═══ RAW DATA

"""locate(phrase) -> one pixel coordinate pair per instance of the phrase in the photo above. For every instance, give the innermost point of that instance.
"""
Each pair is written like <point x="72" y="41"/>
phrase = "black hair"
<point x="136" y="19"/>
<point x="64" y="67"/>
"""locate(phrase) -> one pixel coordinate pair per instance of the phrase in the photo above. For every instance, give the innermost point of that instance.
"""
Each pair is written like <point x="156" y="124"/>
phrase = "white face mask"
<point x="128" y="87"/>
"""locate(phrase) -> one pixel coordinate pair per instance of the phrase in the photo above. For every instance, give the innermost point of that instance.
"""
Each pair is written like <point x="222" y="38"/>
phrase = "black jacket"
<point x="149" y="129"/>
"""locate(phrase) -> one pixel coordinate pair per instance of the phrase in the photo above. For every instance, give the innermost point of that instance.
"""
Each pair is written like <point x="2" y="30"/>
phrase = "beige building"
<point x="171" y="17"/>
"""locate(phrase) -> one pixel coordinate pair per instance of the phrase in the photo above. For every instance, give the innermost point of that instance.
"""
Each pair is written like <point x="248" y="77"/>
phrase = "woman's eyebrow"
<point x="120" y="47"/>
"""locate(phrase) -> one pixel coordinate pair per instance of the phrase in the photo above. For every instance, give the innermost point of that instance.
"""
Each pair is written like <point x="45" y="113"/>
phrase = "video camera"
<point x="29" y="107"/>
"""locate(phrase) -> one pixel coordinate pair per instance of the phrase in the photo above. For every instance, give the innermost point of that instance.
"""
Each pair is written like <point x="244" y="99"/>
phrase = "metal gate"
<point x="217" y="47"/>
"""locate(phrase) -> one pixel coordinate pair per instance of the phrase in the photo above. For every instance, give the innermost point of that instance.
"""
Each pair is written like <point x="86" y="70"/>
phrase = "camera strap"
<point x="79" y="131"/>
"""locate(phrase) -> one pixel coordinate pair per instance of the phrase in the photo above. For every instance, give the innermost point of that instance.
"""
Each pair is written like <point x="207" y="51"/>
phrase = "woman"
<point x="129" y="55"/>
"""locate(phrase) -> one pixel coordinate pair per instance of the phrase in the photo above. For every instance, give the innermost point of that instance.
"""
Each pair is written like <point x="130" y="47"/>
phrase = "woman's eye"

══════

EXERCISE INSTRUCTIONS:
Throughout the records above, find the lines in which the word "like" appears and return them.

ANSWER TO THIS PROBLEM:
Each pair is written like <point x="72" y="41"/>
Each pair is written like <point x="156" y="124"/>
Each pair is written like <point x="222" y="38"/>
Each pair is written like <point x="2" y="30"/>
Each pair is written like <point x="248" y="77"/>
Each pair is written like <point x="45" y="113"/>
Each pair is written like <point x="244" y="99"/>
Each pair is written like <point x="86" y="70"/>
Each pair is written like <point x="207" y="51"/>
Each pair is written like <point x="130" y="47"/>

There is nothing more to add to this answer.